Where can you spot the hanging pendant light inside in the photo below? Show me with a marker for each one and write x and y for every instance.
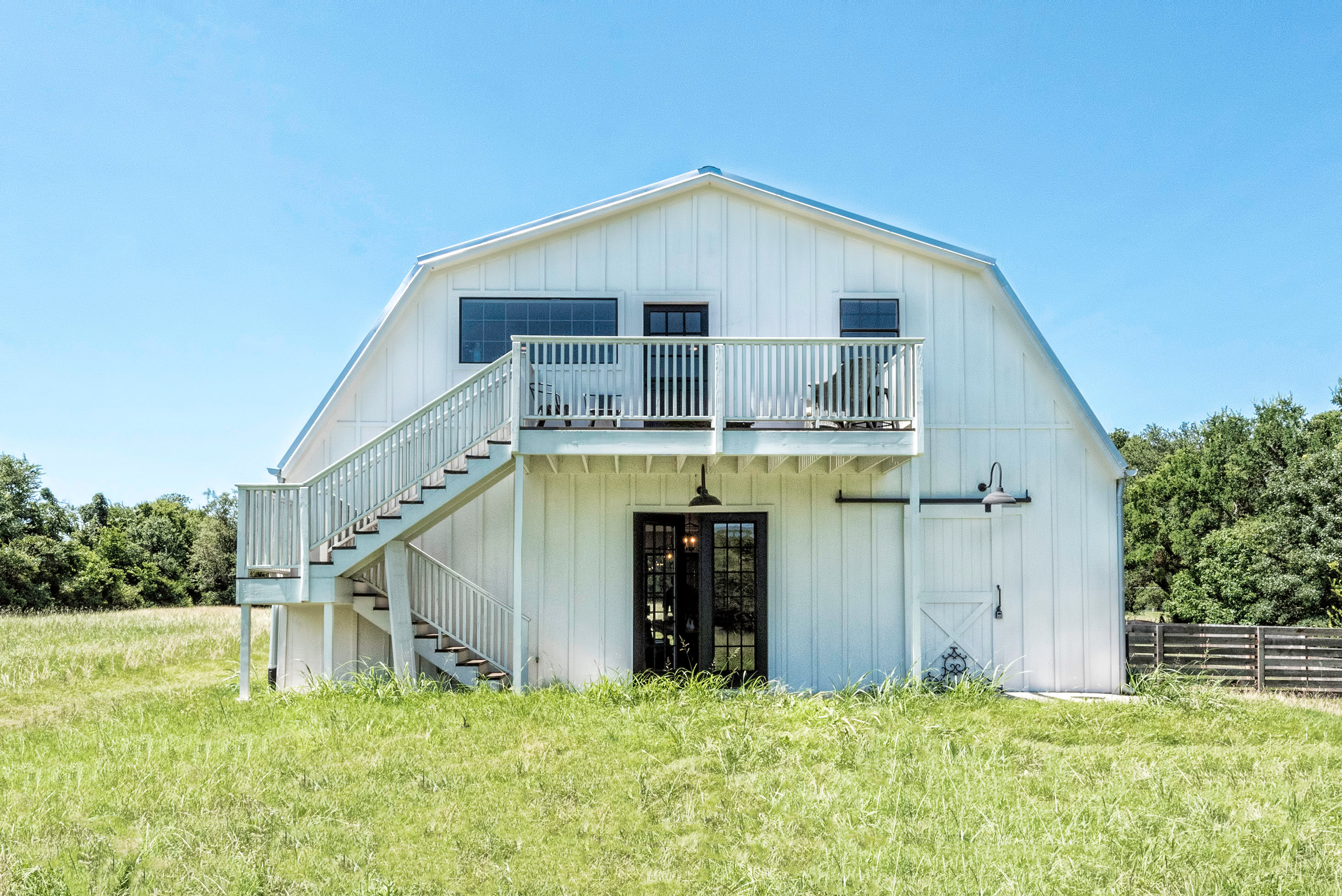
(998, 495)
(704, 498)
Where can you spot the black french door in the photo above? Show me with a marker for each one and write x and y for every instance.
(701, 595)
(675, 379)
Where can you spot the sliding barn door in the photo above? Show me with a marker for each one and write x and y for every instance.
(959, 596)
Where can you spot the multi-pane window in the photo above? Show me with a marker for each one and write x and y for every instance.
(659, 596)
(735, 611)
(869, 318)
(675, 320)
(489, 325)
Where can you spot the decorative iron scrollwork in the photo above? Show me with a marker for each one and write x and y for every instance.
(955, 664)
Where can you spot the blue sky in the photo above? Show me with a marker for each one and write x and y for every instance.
(204, 207)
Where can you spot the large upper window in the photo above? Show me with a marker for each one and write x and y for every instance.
(869, 318)
(489, 325)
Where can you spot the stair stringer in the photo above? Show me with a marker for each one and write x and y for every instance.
(415, 520)
(426, 648)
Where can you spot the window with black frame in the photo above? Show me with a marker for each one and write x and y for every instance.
(869, 318)
(490, 324)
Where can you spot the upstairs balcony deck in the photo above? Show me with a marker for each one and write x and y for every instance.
(705, 396)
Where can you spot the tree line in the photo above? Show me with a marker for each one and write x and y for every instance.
(1238, 520)
(104, 556)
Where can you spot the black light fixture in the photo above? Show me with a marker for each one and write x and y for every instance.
(999, 495)
(704, 498)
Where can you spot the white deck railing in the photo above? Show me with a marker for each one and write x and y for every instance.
(281, 524)
(701, 380)
(461, 609)
(681, 382)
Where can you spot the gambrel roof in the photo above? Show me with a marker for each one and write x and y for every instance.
(430, 262)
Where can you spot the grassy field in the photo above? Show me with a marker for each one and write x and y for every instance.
(128, 766)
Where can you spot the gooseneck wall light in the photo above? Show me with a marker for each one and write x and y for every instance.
(999, 495)
(704, 498)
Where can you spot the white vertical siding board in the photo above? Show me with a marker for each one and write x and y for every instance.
(830, 625)
(556, 597)
(559, 265)
(618, 542)
(1069, 515)
(771, 309)
(466, 278)
(1038, 563)
(591, 260)
(619, 260)
(498, 273)
(438, 340)
(944, 455)
(888, 270)
(979, 353)
(709, 241)
(585, 572)
(739, 293)
(858, 276)
(800, 297)
(1102, 577)
(945, 403)
(679, 244)
(649, 244)
(976, 460)
(1010, 631)
(888, 582)
(830, 278)
(529, 269)
(1039, 396)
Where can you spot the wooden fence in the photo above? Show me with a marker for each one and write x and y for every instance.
(1263, 656)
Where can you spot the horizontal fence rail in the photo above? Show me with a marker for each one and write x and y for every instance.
(464, 611)
(1265, 656)
(700, 380)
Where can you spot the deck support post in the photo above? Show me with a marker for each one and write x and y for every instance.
(245, 655)
(304, 553)
(399, 611)
(329, 642)
(273, 669)
(720, 395)
(520, 391)
(913, 600)
(520, 647)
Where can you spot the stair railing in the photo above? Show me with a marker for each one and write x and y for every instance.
(462, 609)
(372, 478)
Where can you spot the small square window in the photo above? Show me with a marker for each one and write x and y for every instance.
(869, 318)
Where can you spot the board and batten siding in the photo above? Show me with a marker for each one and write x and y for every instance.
(836, 609)
(989, 395)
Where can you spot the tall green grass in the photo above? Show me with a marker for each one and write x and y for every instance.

# [TASK STATEMENT]
Quote the records in full and exactly; skip any image.

# [EXERCISE RESPONSE]
Where can you spot the hanging pendant light inside in the photo below? Show me with a marker for each one and write x and y for every instance.
(998, 495)
(704, 498)
Where can you spot the black french door in the photo above? Show me with a marker for each one and write x and y for every instance.
(701, 595)
(675, 379)
Where can you spot the sliding barn door in the photo above? Show me with a marker for each one and write x and y for every instance.
(959, 596)
Where can you spot the multi-pane window in the photo above? Show me with a marker for each one and write x and y for every instance.
(659, 596)
(735, 611)
(869, 318)
(675, 320)
(489, 325)
Where can you spot the decorative iron scrollwork in the photo above? Show me with a marker for each one and write x and y for every instance.
(955, 664)
Where can you spot the blue sky in the photo above? Show me with a marker for each one and write x and y for every instance.
(204, 207)
Where can you spot the large upper window in the photo above? Show me with a marker for each one and write x and y for every instance.
(869, 318)
(489, 325)
Where can you spot the stair stringer in the photo above? Show me with a marker for each one and write x and y for every instance.
(415, 520)
(426, 648)
Where can you spot the window with black frame in the photo above? Show me with a marker for each one and write x and y for every instance.
(869, 318)
(490, 324)
Where can you spot the upstairs balcony deck in the photo above? Show me with a marker for each one and write x and y for every instance.
(705, 396)
Where can you spot the tree line in the photo above? Show me with a marker for each one and write x and y for every instance.
(1238, 520)
(104, 556)
Where can you spot the black light fixture in the photo above? Show me with a marker for each one and write x and y for every instance.
(999, 495)
(704, 498)
Where can you spot the white deck railing in the photo above? Show me with a marker for each one and write x and y for every instance.
(281, 524)
(701, 380)
(461, 609)
(681, 382)
Where can you spot the gambrel roof in the photo above? Show me with a marker for each one and write x and y for every instance.
(430, 262)
Where can you spot the grassy field in the photo above? Show me with a marker for each one and write x and y for every instance.
(128, 766)
Where can you spot the gooseneck wall light in the photo above? Show me with a marker for each one and write x and y for every instance.
(999, 495)
(704, 498)
Where can you spot the white vertical siding board in the photo above? Show me with a marker for each one and write x and y for every instance.
(830, 625)
(556, 597)
(559, 265)
(618, 542)
(1069, 515)
(771, 309)
(466, 278)
(1038, 563)
(591, 260)
(619, 260)
(498, 273)
(438, 340)
(944, 455)
(888, 270)
(979, 353)
(709, 241)
(585, 572)
(739, 293)
(858, 276)
(800, 297)
(1102, 577)
(945, 403)
(679, 244)
(649, 244)
(976, 460)
(1010, 631)
(888, 582)
(830, 278)
(529, 269)
(1039, 396)
Where can you spot the wooden fence in the photo above? Show me with a marker for each one and write x and y for every instance.
(1263, 656)
Where can you spot the horizontal fence rail in the photo above? Show me with a marker for each one and write x and y for every instance.
(464, 611)
(1265, 656)
(700, 380)
Where can you spot the deck support post in the photo above? Show me with a marker for each one and write x and y for every instance.
(245, 655)
(304, 553)
(399, 611)
(329, 642)
(273, 669)
(720, 395)
(520, 391)
(913, 600)
(520, 647)
Where can you spot the stair railing in the photo above? Show me with a marker for each one and write x and y for every instance.
(462, 609)
(372, 478)
Where can you spot the small square window in the photo above? Show me with a marker for each one and write x and y for every instance.
(869, 318)
Where can you spot the board and batten siding in the photo above? Show me with a marker for each one and write x and y for every instance.
(836, 609)
(989, 395)
Where can you spot the tall green grass in the photo above? Show me with a marker for each one and write x and y for every instance.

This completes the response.